_What you are asked to do:_
Within the lines below, find those that hold the string "helmet" and copy each one.

+-------+

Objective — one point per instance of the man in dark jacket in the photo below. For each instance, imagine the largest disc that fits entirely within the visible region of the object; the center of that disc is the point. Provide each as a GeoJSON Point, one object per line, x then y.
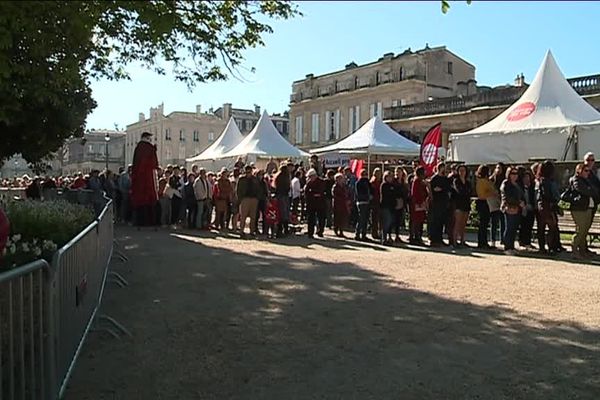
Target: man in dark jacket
{"type": "Point", "coordinates": [316, 206]}
{"type": "Point", "coordinates": [363, 196]}
{"type": "Point", "coordinates": [247, 193]}
{"type": "Point", "coordinates": [440, 205]}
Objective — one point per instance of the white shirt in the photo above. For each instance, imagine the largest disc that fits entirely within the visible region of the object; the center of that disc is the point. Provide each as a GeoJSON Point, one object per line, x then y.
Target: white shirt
{"type": "Point", "coordinates": [296, 188]}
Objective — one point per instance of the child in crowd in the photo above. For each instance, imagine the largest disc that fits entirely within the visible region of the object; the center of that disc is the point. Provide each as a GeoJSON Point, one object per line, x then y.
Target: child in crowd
{"type": "Point", "coordinates": [273, 217]}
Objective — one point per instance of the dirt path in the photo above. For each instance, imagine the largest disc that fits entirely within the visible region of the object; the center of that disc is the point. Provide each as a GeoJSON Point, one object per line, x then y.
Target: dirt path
{"type": "Point", "coordinates": [222, 318]}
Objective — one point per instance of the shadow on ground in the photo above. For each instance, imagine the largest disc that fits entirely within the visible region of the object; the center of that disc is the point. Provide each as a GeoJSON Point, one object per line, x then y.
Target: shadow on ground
{"type": "Point", "coordinates": [215, 323]}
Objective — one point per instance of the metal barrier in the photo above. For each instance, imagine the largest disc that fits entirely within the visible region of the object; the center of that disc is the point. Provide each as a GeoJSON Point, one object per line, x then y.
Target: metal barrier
{"type": "Point", "coordinates": [46, 312]}
{"type": "Point", "coordinates": [24, 332]}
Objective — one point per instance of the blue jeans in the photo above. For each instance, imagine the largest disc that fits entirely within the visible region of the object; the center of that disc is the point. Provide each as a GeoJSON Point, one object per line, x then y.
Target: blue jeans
{"type": "Point", "coordinates": [363, 220]}
{"type": "Point", "coordinates": [510, 231]}
{"type": "Point", "coordinates": [387, 216]}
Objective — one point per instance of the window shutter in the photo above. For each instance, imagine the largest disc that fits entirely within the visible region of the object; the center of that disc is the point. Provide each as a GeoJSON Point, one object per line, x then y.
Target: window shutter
{"type": "Point", "coordinates": [327, 125]}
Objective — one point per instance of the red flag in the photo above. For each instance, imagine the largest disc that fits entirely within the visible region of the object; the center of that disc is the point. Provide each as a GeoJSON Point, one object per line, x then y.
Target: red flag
{"type": "Point", "coordinates": [356, 166]}
{"type": "Point", "coordinates": [430, 148]}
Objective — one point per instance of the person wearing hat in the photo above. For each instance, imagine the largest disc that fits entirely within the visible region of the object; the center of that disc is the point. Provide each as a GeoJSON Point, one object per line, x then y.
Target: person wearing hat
{"type": "Point", "coordinates": [144, 194]}
{"type": "Point", "coordinates": [315, 203]}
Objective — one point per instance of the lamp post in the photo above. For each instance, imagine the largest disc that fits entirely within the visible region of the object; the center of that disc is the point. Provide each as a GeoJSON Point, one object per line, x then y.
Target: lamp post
{"type": "Point", "coordinates": [106, 140]}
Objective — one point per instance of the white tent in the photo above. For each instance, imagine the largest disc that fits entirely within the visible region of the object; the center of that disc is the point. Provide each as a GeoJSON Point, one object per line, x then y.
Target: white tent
{"type": "Point", "coordinates": [543, 123]}
{"type": "Point", "coordinates": [375, 137]}
{"type": "Point", "coordinates": [227, 140]}
{"type": "Point", "coordinates": [265, 141]}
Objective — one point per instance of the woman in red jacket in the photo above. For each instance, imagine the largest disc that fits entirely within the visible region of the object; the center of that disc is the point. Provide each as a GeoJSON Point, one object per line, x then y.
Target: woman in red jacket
{"type": "Point", "coordinates": [375, 207]}
{"type": "Point", "coordinates": [340, 205]}
{"type": "Point", "coordinates": [418, 206]}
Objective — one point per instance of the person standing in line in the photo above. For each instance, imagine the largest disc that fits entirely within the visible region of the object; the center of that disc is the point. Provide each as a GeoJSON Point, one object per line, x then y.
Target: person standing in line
{"type": "Point", "coordinates": [402, 193]}
{"type": "Point", "coordinates": [247, 194]}
{"type": "Point", "coordinates": [296, 192]}
{"type": "Point", "coordinates": [528, 215]}
{"type": "Point", "coordinates": [419, 200]}
{"type": "Point", "coordinates": [590, 162]}
{"type": "Point", "coordinates": [375, 208]}
{"type": "Point", "coordinates": [144, 193]}
{"type": "Point", "coordinates": [177, 196]}
{"type": "Point", "coordinates": [282, 184]}
{"type": "Point", "coordinates": [587, 197]}
{"type": "Point", "coordinates": [203, 194]}
{"type": "Point", "coordinates": [191, 203]}
{"type": "Point", "coordinates": [363, 198]}
{"type": "Point", "coordinates": [329, 182]}
{"type": "Point", "coordinates": [462, 202]}
{"type": "Point", "coordinates": [496, 216]}
{"type": "Point", "coordinates": [315, 203]}
{"type": "Point", "coordinates": [512, 204]}
{"type": "Point", "coordinates": [387, 202]}
{"type": "Point", "coordinates": [222, 195]}
{"type": "Point", "coordinates": [547, 202]}
{"type": "Point", "coordinates": [440, 205]}
{"type": "Point", "coordinates": [125, 188]}
{"type": "Point", "coordinates": [340, 205]}
{"type": "Point", "coordinates": [263, 201]}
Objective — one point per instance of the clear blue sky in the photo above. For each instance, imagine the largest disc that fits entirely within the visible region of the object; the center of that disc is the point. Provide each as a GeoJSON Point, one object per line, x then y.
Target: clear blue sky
{"type": "Point", "coordinates": [501, 39]}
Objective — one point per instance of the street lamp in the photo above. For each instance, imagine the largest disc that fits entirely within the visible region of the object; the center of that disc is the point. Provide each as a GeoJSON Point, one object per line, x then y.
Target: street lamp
{"type": "Point", "coordinates": [106, 140]}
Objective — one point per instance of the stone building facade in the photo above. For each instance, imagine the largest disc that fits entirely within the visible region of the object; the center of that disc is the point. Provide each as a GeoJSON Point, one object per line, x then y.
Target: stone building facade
{"type": "Point", "coordinates": [180, 135]}
{"type": "Point", "coordinates": [326, 108]}
{"type": "Point", "coordinates": [468, 111]}
{"type": "Point", "coordinates": [89, 152]}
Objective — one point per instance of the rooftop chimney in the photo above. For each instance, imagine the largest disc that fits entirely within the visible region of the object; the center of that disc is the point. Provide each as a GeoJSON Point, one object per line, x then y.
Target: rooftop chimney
{"type": "Point", "coordinates": [226, 111]}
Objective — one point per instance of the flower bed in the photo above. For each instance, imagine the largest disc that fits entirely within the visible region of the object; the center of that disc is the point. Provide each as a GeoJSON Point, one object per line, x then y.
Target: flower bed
{"type": "Point", "coordinates": [38, 229]}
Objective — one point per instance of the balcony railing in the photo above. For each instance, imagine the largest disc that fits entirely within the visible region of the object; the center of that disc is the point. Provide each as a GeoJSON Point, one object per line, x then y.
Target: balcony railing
{"type": "Point", "coordinates": [496, 97]}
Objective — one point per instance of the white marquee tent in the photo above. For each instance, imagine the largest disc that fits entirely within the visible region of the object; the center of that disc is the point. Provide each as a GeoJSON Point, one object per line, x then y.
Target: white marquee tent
{"type": "Point", "coordinates": [543, 123]}
{"type": "Point", "coordinates": [375, 137]}
{"type": "Point", "coordinates": [212, 157]}
{"type": "Point", "coordinates": [265, 141]}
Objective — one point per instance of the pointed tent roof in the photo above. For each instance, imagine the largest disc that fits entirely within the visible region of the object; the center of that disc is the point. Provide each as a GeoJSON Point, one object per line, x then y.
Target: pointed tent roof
{"type": "Point", "coordinates": [549, 102]}
{"type": "Point", "coordinates": [227, 140]}
{"type": "Point", "coordinates": [374, 137]}
{"type": "Point", "coordinates": [265, 141]}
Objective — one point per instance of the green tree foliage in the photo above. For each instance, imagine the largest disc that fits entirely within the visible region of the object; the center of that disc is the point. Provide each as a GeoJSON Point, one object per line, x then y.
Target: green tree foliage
{"type": "Point", "coordinates": [50, 50]}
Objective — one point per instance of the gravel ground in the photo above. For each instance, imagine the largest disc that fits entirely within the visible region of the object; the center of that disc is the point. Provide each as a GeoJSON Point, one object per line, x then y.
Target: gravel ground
{"type": "Point", "coordinates": [223, 318]}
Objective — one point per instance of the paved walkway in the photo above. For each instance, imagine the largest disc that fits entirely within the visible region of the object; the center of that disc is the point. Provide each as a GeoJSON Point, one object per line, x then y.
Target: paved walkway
{"type": "Point", "coordinates": [222, 318]}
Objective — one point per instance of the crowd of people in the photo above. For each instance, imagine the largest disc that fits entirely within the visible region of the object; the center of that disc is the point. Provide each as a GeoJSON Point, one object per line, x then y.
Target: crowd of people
{"type": "Point", "coordinates": [277, 199]}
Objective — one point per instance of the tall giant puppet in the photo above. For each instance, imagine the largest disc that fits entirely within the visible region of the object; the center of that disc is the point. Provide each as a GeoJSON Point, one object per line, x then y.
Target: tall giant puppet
{"type": "Point", "coordinates": [144, 194]}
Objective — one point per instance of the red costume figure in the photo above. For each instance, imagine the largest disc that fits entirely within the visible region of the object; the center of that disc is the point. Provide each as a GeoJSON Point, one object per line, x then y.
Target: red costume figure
{"type": "Point", "coordinates": [144, 194]}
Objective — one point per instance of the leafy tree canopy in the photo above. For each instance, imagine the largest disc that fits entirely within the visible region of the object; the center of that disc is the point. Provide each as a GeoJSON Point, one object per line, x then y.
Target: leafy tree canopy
{"type": "Point", "coordinates": [49, 51]}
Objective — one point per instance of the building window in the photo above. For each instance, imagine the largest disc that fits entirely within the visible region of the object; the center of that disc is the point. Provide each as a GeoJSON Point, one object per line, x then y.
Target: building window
{"type": "Point", "coordinates": [376, 109]}
{"type": "Point", "coordinates": [332, 119]}
{"type": "Point", "coordinates": [315, 128]}
{"type": "Point", "coordinates": [299, 128]}
{"type": "Point", "coordinates": [353, 119]}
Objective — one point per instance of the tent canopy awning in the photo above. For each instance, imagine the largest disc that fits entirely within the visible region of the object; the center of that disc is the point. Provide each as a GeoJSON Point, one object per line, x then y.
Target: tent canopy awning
{"type": "Point", "coordinates": [539, 124]}
{"type": "Point", "coordinates": [227, 140]}
{"type": "Point", "coordinates": [373, 138]}
{"type": "Point", "coordinates": [265, 141]}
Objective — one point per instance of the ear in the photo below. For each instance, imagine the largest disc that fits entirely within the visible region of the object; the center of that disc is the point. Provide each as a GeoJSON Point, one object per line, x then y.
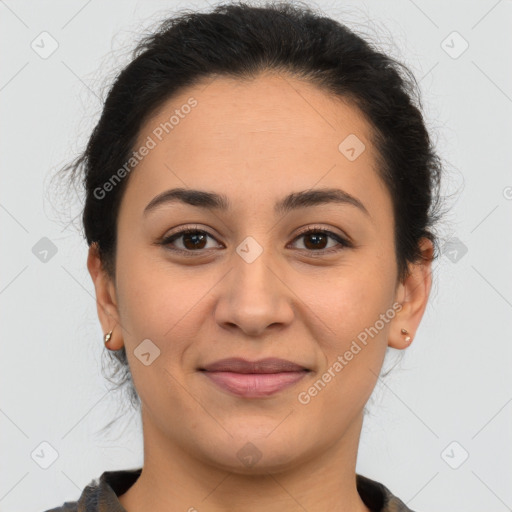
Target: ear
{"type": "Point", "coordinates": [106, 301]}
{"type": "Point", "coordinates": [413, 294]}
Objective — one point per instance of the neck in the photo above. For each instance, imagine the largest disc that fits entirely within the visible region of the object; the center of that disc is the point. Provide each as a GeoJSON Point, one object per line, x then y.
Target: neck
{"type": "Point", "coordinates": [173, 480]}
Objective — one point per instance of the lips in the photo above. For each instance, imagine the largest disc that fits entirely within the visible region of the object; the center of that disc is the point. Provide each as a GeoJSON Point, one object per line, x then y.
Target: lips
{"type": "Point", "coordinates": [239, 365]}
{"type": "Point", "coordinates": [254, 379]}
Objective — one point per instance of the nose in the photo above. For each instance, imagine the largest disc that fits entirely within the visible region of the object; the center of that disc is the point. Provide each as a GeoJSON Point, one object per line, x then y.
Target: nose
{"type": "Point", "coordinates": [254, 297]}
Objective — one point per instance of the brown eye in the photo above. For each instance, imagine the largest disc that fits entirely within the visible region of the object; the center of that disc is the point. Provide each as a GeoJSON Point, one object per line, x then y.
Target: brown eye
{"type": "Point", "coordinates": [317, 240]}
{"type": "Point", "coordinates": [191, 240]}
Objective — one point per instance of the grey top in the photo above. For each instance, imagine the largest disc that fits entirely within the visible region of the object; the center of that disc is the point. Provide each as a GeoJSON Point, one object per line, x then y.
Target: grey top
{"type": "Point", "coordinates": [102, 496]}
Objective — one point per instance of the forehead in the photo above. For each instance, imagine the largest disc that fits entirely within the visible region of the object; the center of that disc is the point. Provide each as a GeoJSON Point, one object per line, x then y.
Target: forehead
{"type": "Point", "coordinates": [269, 134]}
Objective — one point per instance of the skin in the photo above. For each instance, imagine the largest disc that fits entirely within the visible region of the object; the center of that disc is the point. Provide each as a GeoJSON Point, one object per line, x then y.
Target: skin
{"type": "Point", "coordinates": [255, 141]}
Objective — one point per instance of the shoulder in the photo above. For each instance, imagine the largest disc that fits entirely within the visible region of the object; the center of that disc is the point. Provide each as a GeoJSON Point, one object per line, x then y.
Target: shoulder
{"type": "Point", "coordinates": [69, 506]}
{"type": "Point", "coordinates": [101, 494]}
{"type": "Point", "coordinates": [378, 497]}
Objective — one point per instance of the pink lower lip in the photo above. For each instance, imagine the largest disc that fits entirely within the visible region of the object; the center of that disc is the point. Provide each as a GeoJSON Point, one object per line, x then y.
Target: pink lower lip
{"type": "Point", "coordinates": [254, 385]}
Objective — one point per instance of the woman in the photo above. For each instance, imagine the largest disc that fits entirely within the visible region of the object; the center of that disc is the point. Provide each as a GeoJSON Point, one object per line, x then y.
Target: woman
{"type": "Point", "coordinates": [261, 192]}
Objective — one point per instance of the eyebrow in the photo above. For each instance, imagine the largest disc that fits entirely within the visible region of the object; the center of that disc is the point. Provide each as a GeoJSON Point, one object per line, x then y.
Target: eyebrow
{"type": "Point", "coordinates": [220, 202]}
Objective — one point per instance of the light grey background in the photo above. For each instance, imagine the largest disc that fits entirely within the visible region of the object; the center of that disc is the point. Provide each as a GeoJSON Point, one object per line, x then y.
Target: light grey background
{"type": "Point", "coordinates": [454, 383]}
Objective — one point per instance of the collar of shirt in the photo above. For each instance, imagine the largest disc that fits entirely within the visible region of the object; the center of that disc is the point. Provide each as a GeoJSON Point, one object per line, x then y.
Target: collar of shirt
{"type": "Point", "coordinates": [102, 496]}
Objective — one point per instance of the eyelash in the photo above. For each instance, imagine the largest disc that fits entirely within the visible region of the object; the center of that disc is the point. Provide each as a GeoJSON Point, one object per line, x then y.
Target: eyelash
{"type": "Point", "coordinates": [341, 241]}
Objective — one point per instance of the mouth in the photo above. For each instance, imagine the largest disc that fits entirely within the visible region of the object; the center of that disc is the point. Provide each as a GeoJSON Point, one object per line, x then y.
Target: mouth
{"type": "Point", "coordinates": [254, 379]}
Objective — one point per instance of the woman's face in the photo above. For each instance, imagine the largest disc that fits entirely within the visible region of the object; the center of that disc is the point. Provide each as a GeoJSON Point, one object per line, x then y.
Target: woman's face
{"type": "Point", "coordinates": [284, 156]}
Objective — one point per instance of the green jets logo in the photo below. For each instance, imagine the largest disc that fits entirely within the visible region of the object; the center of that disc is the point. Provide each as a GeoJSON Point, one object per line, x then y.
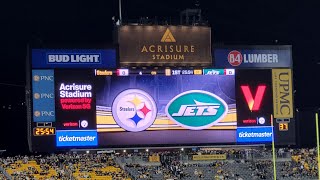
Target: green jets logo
{"type": "Point", "coordinates": [196, 109]}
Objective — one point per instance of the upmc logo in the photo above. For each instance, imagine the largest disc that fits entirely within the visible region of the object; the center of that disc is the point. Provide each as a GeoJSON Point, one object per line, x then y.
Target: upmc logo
{"type": "Point", "coordinates": [253, 103]}
{"type": "Point", "coordinates": [235, 58]}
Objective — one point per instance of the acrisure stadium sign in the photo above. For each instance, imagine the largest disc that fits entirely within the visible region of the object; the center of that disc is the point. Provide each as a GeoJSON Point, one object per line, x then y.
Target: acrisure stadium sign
{"type": "Point", "coordinates": [164, 46]}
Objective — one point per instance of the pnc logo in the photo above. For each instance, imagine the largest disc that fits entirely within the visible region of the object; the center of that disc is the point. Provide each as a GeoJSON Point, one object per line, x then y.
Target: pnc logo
{"type": "Point", "coordinates": [253, 103]}
{"type": "Point", "coordinates": [196, 109]}
{"type": "Point", "coordinates": [168, 37]}
{"type": "Point", "coordinates": [134, 110]}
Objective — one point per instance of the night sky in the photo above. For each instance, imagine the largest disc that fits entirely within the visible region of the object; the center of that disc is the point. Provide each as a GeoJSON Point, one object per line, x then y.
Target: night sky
{"type": "Point", "coordinates": [76, 22]}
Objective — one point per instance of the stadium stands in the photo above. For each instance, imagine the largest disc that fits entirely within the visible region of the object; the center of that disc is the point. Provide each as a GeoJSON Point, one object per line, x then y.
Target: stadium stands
{"type": "Point", "coordinates": [237, 165]}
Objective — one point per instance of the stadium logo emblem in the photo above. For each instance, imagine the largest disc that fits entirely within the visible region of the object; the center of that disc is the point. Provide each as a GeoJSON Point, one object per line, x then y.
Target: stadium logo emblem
{"type": "Point", "coordinates": [134, 110]}
{"type": "Point", "coordinates": [235, 58]}
{"type": "Point", "coordinates": [168, 37]}
{"type": "Point", "coordinates": [196, 109]}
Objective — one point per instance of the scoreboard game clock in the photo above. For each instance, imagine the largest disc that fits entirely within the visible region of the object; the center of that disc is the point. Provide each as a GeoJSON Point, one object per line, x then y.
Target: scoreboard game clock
{"type": "Point", "coordinates": [44, 131]}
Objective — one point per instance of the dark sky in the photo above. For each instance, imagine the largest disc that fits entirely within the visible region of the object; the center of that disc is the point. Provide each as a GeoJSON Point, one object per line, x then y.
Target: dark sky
{"type": "Point", "coordinates": [89, 22]}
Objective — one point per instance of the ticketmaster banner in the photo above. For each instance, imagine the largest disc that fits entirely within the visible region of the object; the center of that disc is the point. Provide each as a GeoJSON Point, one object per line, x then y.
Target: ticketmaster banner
{"type": "Point", "coordinates": [254, 134]}
{"type": "Point", "coordinates": [253, 57]}
{"type": "Point", "coordinates": [76, 58]}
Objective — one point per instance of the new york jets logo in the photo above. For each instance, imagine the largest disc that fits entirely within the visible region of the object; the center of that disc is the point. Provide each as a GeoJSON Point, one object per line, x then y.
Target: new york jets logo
{"type": "Point", "coordinates": [196, 109]}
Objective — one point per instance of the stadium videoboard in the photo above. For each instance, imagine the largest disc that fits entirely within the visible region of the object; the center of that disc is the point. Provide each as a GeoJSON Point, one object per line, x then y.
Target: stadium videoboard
{"type": "Point", "coordinates": [78, 105]}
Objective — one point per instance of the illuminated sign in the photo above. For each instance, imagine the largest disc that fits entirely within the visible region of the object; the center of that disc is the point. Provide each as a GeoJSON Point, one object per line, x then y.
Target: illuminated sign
{"type": "Point", "coordinates": [197, 71]}
{"type": "Point", "coordinates": [254, 134]}
{"type": "Point", "coordinates": [74, 138]}
{"type": "Point", "coordinates": [44, 131]}
{"type": "Point", "coordinates": [70, 124]}
{"type": "Point", "coordinates": [213, 72]}
{"type": "Point", "coordinates": [164, 45]}
{"type": "Point", "coordinates": [253, 103]}
{"type": "Point", "coordinates": [196, 109]}
{"type": "Point", "coordinates": [134, 110]}
{"type": "Point", "coordinates": [168, 72]}
{"type": "Point", "coordinates": [75, 96]}
{"type": "Point", "coordinates": [43, 95]}
{"type": "Point", "coordinates": [253, 57]}
{"type": "Point", "coordinates": [283, 126]}
{"type": "Point", "coordinates": [122, 72]}
{"type": "Point", "coordinates": [282, 93]}
{"type": "Point", "coordinates": [103, 73]}
{"type": "Point", "coordinates": [75, 58]}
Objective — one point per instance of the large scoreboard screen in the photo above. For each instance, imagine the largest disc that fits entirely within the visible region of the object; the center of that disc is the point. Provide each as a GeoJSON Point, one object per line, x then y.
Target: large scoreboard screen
{"type": "Point", "coordinates": [81, 105]}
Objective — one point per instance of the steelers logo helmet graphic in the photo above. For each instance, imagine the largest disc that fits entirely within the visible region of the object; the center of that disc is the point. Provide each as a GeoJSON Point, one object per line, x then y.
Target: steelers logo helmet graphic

+-------+

_Exercise response:_
Objective — one point per instance of the steelers logo helmet graphic in the photo above. For each instance, imagine the largest disc that fits entirely within the visible region of the object; the center of that disc is the point. Provide each as a GeoJSON Point, one object per line, x then y.
Target: steelers logo helmet graphic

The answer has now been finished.